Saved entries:
=== Section Start ===
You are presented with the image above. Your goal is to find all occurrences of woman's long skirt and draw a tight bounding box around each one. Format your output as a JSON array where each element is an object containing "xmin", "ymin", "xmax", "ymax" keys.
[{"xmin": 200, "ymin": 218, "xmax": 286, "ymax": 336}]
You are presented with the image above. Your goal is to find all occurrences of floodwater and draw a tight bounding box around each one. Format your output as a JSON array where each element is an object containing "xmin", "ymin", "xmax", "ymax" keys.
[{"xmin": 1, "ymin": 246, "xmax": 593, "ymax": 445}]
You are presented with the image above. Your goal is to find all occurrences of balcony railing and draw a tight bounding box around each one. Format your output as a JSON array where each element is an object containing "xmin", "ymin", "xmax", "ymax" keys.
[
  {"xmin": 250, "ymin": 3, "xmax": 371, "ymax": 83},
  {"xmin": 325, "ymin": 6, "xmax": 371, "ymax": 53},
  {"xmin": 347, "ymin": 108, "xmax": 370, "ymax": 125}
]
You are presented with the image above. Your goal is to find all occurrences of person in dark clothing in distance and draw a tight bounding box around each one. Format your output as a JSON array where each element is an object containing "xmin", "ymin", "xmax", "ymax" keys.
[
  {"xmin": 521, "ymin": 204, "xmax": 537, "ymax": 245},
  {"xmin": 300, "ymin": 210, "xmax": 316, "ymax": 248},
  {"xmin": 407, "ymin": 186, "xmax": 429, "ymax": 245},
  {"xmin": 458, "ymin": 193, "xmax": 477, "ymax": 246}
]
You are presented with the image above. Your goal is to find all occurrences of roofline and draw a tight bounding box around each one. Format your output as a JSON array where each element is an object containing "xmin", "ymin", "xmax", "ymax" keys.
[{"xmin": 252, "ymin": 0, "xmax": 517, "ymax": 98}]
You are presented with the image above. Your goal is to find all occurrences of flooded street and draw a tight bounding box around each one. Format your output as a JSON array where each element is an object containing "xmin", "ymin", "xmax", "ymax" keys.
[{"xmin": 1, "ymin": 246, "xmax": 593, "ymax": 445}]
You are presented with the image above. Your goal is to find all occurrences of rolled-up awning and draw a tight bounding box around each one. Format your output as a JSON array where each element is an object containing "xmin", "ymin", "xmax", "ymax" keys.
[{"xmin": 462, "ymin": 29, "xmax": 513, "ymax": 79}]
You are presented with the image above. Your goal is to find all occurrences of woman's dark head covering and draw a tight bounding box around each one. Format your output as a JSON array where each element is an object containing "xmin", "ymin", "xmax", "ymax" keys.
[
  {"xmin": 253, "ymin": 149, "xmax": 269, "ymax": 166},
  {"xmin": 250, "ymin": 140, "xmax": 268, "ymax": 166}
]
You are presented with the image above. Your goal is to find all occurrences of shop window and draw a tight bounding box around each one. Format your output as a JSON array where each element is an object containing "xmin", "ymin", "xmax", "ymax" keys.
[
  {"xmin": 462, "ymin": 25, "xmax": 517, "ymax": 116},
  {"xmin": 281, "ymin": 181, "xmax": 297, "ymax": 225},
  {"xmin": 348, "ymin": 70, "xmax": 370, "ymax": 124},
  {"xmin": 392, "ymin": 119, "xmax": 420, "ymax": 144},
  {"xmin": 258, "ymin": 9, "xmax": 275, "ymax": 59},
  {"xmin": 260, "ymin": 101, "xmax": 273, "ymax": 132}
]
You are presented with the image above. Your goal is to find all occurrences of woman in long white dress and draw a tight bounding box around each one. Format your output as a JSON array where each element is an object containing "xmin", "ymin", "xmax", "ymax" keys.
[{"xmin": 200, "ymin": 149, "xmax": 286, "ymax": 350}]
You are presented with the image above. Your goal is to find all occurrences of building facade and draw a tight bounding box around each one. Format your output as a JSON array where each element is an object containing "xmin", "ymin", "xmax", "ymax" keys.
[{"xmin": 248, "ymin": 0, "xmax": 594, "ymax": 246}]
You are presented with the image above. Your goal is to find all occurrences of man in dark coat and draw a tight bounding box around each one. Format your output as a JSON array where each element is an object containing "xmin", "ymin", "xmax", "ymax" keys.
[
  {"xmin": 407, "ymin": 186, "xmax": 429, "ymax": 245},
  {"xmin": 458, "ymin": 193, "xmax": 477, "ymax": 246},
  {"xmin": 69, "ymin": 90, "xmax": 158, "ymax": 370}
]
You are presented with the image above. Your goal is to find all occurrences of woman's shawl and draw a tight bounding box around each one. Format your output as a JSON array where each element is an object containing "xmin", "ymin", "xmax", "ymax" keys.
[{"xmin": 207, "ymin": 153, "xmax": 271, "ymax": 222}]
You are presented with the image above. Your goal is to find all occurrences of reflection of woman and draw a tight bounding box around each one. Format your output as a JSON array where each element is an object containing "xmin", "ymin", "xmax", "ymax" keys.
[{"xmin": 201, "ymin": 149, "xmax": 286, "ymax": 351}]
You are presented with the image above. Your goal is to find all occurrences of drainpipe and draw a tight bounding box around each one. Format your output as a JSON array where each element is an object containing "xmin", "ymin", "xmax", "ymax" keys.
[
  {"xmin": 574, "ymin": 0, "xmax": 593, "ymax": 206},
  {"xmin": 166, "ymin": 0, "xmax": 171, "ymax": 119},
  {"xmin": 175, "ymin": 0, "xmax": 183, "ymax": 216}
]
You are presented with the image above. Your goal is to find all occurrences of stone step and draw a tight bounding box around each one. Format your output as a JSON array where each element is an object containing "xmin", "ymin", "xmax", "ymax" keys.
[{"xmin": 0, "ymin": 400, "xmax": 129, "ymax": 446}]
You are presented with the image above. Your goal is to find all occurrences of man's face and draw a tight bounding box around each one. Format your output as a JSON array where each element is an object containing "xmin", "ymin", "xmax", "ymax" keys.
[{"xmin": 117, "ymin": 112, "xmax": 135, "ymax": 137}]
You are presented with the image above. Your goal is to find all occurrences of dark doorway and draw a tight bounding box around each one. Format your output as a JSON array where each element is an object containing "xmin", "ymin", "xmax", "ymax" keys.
=== Section End ===
### What to work on
Nothing in the records above may be left out when you repeat them exactly.

### Finished task
You are presented with the image above. Your goal is to find all occurrences of woman's long skirt and draw a tight bounding box around each one. Format your output as a JSON array where each element is an object containing "xmin", "ymin", "xmax", "ymax" keys.
[{"xmin": 200, "ymin": 218, "xmax": 286, "ymax": 336}]
You are presented with the image above. Your goal is to find all occurrences of floodwater and draw a tight bounding box around each one. Format your output as a JSON array where each element is an object containing "xmin", "ymin", "xmax", "ymax" keys.
[{"xmin": 1, "ymin": 246, "xmax": 593, "ymax": 445}]
You are presented with the image above. Your goal is to find all occurrences of balcony railing and draw a tight bounding box around each one. Format your output as a JSON array where each element is an object containing "xmin", "ymin", "xmax", "ymax" keys.
[
  {"xmin": 250, "ymin": 3, "xmax": 371, "ymax": 83},
  {"xmin": 325, "ymin": 6, "xmax": 371, "ymax": 53},
  {"xmin": 347, "ymin": 108, "xmax": 370, "ymax": 125}
]
You are presented with the image above. Your goal is to find all occurrences of person in dark clothing in distance and draw a tight bounding box around each one. Format your output as a JSON array where each element is an object containing "xmin", "ymin", "xmax", "ymax" keys.
[
  {"xmin": 521, "ymin": 204, "xmax": 537, "ymax": 245},
  {"xmin": 300, "ymin": 210, "xmax": 316, "ymax": 248},
  {"xmin": 407, "ymin": 186, "xmax": 429, "ymax": 245},
  {"xmin": 458, "ymin": 193, "xmax": 477, "ymax": 246}
]
You are presented with the image above. Your goal is to find all occurrences of roofline and draw a tight bounding box around each one. Format your output as a JSON array where each element is an object containing "xmin", "ymin", "xmax", "ymax" keys.
[{"xmin": 252, "ymin": 0, "xmax": 517, "ymax": 98}]
You are presented with the image above. Your goal is to find all occurrences of flooded street and draw a tight bounding box around each one. Format your output as a JSON array where each element is an object containing "xmin", "ymin", "xmax", "ymax" keys.
[{"xmin": 1, "ymin": 246, "xmax": 593, "ymax": 445}]
You are presented with the image above. Your goal is to find all occurrences of rolled-up awning and draw a tight bounding box around each one. Format your output as a JSON array where each element is an object containing "xmin", "ymin", "xmax", "ymax" keys.
[{"xmin": 462, "ymin": 29, "xmax": 513, "ymax": 79}]
You are presented with the image above. Your goal is to find all occurrences of woman's dark head covering and draw a tight bounding box around each one. Format your output as a JSON array where each element is an object containing "xmin", "ymin", "xmax", "ymax" keys.
[
  {"xmin": 253, "ymin": 149, "xmax": 269, "ymax": 166},
  {"xmin": 250, "ymin": 140, "xmax": 268, "ymax": 166}
]
You are presented with the image above. Your goal is to find all occurrences of shop window and draw a tight bounding box around each one. Format your output as a JSON array where each element is an object containing "xmin", "ymin", "xmax", "ymax" keys.
[
  {"xmin": 462, "ymin": 25, "xmax": 517, "ymax": 116},
  {"xmin": 281, "ymin": 181, "xmax": 297, "ymax": 225},
  {"xmin": 348, "ymin": 70, "xmax": 370, "ymax": 124},
  {"xmin": 392, "ymin": 119, "xmax": 420, "ymax": 144},
  {"xmin": 258, "ymin": 9, "xmax": 275, "ymax": 59},
  {"xmin": 260, "ymin": 101, "xmax": 273, "ymax": 132}
]
You are presented with the image above. Your goal is to find all occurrences of woman in long white dress and draw a tight bounding box around each one. Format your output as a JSON array where each element is an object containing "xmin", "ymin", "xmax", "ymax" keys.
[{"xmin": 200, "ymin": 149, "xmax": 286, "ymax": 350}]
You are presented with the image above. Your goal is to find all occurrences of building facade and draw a tight bounding box around each one. Format your output as a JSON array where each element is an object containing "xmin", "ymin", "xmax", "ymax" keys.
[{"xmin": 248, "ymin": 0, "xmax": 594, "ymax": 246}]
You are presented with the image above. Your goal is to find all occurrences of man in dark coat and draw a tight bounding box around each one. Format your output as a JSON array where each element is an object containing "xmin", "ymin", "xmax", "ymax" keys.
[
  {"xmin": 407, "ymin": 186, "xmax": 429, "ymax": 245},
  {"xmin": 458, "ymin": 193, "xmax": 477, "ymax": 246},
  {"xmin": 69, "ymin": 90, "xmax": 158, "ymax": 370}
]
You are presented with the image above. Your goal is to find all occurrences of woman's shawl and draw a tight bounding box around each one. Format your output as a JSON array where each element is an object containing "xmin", "ymin", "xmax", "ymax" keys.
[{"xmin": 207, "ymin": 153, "xmax": 271, "ymax": 222}]
You are presented with the image above. Your goal is to find all occurrences of reflection of woman and draw a tight bounding box around each one. Format your output as a JSON array where each element is an object containing "xmin", "ymin", "xmax", "ymax" keys.
[{"xmin": 201, "ymin": 149, "xmax": 286, "ymax": 351}]
You are presented with the image above. Your goal is to find all occurrences of drainpipe and draw a tight bounding box around each one. Format your output as a JSON array where each element is an object containing "xmin", "ymin", "xmax", "ymax" keys.
[
  {"xmin": 574, "ymin": 0, "xmax": 593, "ymax": 206},
  {"xmin": 166, "ymin": 0, "xmax": 171, "ymax": 119},
  {"xmin": 175, "ymin": 0, "xmax": 183, "ymax": 216}
]
You are presented with the image above. Your goal is to find all occurrences of stone step and draw a tight bounding box around each one. Format your output as a JSON array where each element is an object containing "xmin", "ymin", "xmax", "ymax" keys.
[{"xmin": 0, "ymin": 400, "xmax": 129, "ymax": 446}]
You are presented with the image above. Your goal is to find all occurrences of man's face and draw a tight bounding box around each one. Format your output as a JSON array where each element is an object containing "xmin", "ymin", "xmax", "ymax" keys.
[{"xmin": 117, "ymin": 112, "xmax": 135, "ymax": 137}]
You are presented with the image above. Your goal is to find all occurrences of dark doorway and draw a tight bounding box around each one. Format your output as a JSON array where each element is an object containing "xmin", "ymin", "xmax", "ymax" keys.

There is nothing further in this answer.